* [What to produce]: Can you turn all the rows below into a numbered list, leaving out any blank lines?

+===+

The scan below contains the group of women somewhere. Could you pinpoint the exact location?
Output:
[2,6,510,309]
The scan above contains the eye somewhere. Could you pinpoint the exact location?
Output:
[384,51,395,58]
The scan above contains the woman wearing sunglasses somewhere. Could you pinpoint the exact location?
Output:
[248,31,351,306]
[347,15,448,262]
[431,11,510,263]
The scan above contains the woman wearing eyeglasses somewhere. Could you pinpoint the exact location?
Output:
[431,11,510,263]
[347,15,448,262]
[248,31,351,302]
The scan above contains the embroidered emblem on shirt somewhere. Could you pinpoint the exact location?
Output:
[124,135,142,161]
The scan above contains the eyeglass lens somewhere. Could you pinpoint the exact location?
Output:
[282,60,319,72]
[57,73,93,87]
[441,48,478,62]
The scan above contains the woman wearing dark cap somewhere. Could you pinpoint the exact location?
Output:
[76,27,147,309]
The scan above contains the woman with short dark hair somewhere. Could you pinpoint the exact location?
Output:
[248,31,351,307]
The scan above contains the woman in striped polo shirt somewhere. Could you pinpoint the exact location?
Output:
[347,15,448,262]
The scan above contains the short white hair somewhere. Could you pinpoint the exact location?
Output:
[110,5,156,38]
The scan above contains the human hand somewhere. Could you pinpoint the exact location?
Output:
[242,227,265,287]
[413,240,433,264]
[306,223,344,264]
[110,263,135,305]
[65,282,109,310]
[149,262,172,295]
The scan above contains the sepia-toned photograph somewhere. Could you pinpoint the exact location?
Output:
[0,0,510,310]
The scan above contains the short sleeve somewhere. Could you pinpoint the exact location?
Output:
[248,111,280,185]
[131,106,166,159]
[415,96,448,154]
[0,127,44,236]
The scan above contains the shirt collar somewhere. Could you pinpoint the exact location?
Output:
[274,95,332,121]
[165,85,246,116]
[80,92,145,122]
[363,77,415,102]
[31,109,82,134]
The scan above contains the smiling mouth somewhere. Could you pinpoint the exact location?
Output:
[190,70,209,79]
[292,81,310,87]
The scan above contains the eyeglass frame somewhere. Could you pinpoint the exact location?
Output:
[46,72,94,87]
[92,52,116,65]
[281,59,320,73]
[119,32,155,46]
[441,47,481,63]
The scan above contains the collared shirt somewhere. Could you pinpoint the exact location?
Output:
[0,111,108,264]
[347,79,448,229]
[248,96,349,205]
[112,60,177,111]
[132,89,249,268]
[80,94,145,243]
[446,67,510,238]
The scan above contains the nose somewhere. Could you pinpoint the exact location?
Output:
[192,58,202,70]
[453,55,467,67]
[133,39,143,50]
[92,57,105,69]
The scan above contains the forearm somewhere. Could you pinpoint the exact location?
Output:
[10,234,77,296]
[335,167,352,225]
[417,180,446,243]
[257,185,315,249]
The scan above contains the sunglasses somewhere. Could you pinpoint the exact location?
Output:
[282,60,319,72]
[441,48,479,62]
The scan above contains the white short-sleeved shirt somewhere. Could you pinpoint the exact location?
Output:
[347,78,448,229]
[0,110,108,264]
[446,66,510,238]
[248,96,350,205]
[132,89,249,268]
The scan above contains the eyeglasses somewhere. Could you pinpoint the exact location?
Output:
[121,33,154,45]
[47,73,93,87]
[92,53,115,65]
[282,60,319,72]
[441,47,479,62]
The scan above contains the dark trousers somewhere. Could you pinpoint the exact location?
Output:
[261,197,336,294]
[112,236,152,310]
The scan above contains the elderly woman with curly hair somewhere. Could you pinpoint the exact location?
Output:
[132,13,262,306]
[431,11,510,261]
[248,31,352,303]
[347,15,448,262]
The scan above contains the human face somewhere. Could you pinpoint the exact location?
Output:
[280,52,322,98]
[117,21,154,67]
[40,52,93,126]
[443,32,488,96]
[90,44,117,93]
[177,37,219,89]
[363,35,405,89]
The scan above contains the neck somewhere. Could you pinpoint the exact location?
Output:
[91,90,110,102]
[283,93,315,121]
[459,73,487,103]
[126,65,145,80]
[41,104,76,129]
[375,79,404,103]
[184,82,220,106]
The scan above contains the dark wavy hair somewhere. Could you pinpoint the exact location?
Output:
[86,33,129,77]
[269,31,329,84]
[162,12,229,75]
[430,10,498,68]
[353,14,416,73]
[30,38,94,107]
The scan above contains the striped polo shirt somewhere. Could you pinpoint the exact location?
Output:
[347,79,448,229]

+===+

* [Written response]:
1. The scan below contains the group of women somewhere. Could you pinpoint the exact location?
2. Output:
3. [2,6,510,309]
4. The scan above contains the eye somewhere. Could you pinpoint the exact location?
5. Output:
6. [384,51,395,58]
7. The scan above contains the woman wearing sunglasses somewhere. Could you pinpoint the exact location?
8. Output:
9. [248,31,351,306]
10. [347,15,448,262]
11. [431,11,510,263]
12. The scan above contains the woman wearing eyeglasses somewhere. Could you pinpoint the exact location?
13. Output:
14. [431,11,510,263]
15. [347,15,448,262]
16. [248,31,351,302]
17. The scan above contains the embroidered emblem on shirt somewhere. Could you pinpoint the exact location?
18. Output:
19. [124,135,142,161]
20. The scan above contains the eyeglass lens somewhere. Could you pinpoint the exact location?
21. Output:
22. [282,60,319,72]
23. [57,73,93,87]
24. [441,48,478,62]
25. The scan above contains the woman wearing dark cap somewhere. Could you pinpoint the exact location?
26. Output:
27. [76,27,147,309]
28. The scan above contains the woman with short dark hair somewhere. Could you pinpoint the exact location?
29. Output:
30. [248,31,351,307]
31. The scan above contains the woman in striped polo shirt somewhere. Could you pinpoint the exact location?
32. Output:
33. [347,15,448,262]
34. The scan above contains the short white hair somewhere. Could you pinpoint the exact location?
35. Output:
36. [110,5,156,38]
37. The scan above contains the human hand somewhere. Could you pinpoint the exact location?
38. Output:
39. [242,227,265,287]
40. [413,240,433,264]
41. [306,223,344,264]
42. [110,263,135,305]
43. [65,282,109,310]
44. [149,262,172,295]
45. The scan above contains the sepia-toned photograph somewhere. Could you pinpoint the exact location?
46. Output:
47. [0,0,510,310]
48. The scan above contains the short sleeve somewhere. Could you pinpoint the exact location?
49. Output:
50. [248,111,280,185]
51. [131,106,166,159]
52. [415,96,448,154]
53. [0,127,44,236]
54. The scan above contains the shirt collar somewhere. Could you pinpoint the exact location?
55. Output:
56. [274,95,332,121]
57. [165,85,246,116]
58. [80,92,145,122]
59. [363,77,415,102]
60. [31,109,82,134]
61. The scan above contains the smiling mouth somewhere. Could you pinpoint the exact location?
62. Output:
63. [190,70,209,79]
64. [292,81,310,87]
65. The scan above contains the eyeglass frame somewhere. Could you pinpoint the exact location?
66. Output:
67. [46,72,94,87]
68. [92,52,116,65]
69. [281,59,320,73]
70. [119,32,155,46]
71. [441,47,481,63]
72. The scan above contains the collared shirt somewhere. Could you pinpoint the exact location?
73. Output:
74. [0,111,108,264]
75. [347,79,448,229]
76. [248,96,349,205]
77. [112,60,177,111]
78. [132,89,249,268]
79. [80,94,145,243]
80. [446,67,510,238]
81. The scan above contains the nose somewhere. Could you pinpoint the exact location?
82. Output:
83. [192,58,202,70]
84. [453,55,467,67]
85. [133,39,143,50]
86. [92,57,105,69]
87. The scan above contains the forearm somewhere. Could you pinpoint the exact location?
88. Output:
89. [10,234,77,296]
90. [335,167,352,225]
91. [417,180,446,243]
92. [257,185,315,249]
93. The scan above contains the sunglasses somewhere. Could you pinpoint the exact location?
94. Output:
95. [282,60,319,72]
96. [441,48,479,62]
97. The scan above contains the white short-sleeved shirt somewhere. Could you pinpoint the exact location?
98. Output:
99. [347,78,448,229]
100. [0,110,108,264]
101. [446,66,510,238]
102. [248,96,350,205]
103. [132,89,249,268]
104. The scan above contains the eyeglasses somewhere. Could you pinpoint the exact location?
105. Output:
106. [121,33,154,45]
107. [47,73,93,87]
108. [92,53,115,65]
109. [282,60,319,72]
110. [441,47,479,62]
111. The scan above contains the dark trousers somewhere. Could you pinpoint the exact location?
112. Output:
113. [261,197,336,294]
114. [112,236,152,310]
115. The scan above contains the elderly woman with curly hair somewhere. Could you pinpoint the exact location?
116. Output:
117. [132,13,262,306]
118. [431,11,510,261]
119. [248,31,352,303]
120. [347,15,448,262]
121. The scan above contains the human face somewhere. Could you pinpoint the exact location?
122. Output:
123. [280,52,322,98]
124. [117,21,154,67]
125. [40,52,93,126]
126. [443,32,488,96]
127. [90,44,117,93]
128. [177,37,219,89]
129. [363,35,405,89]
130. The scan above contains the neck somewhere. Could you pinpoint the exact location?
131. Output:
132. [91,90,110,102]
133. [283,93,315,121]
134. [459,73,487,103]
135. [126,65,145,80]
136. [41,104,76,129]
137. [375,79,404,103]
138. [184,82,220,106]
139. The scan above contains the dark wavy hair somewhere. Could you pinpoint the exact location?
140. Output:
141. [86,33,129,77]
142. [269,31,329,84]
143. [162,12,229,75]
144. [430,10,498,68]
145. [353,14,416,73]
146. [30,38,94,107]
147. The scan above contains the striped polo shirt somewhere. Could you pinpoint the exact location?
148. Output:
149. [347,79,448,229]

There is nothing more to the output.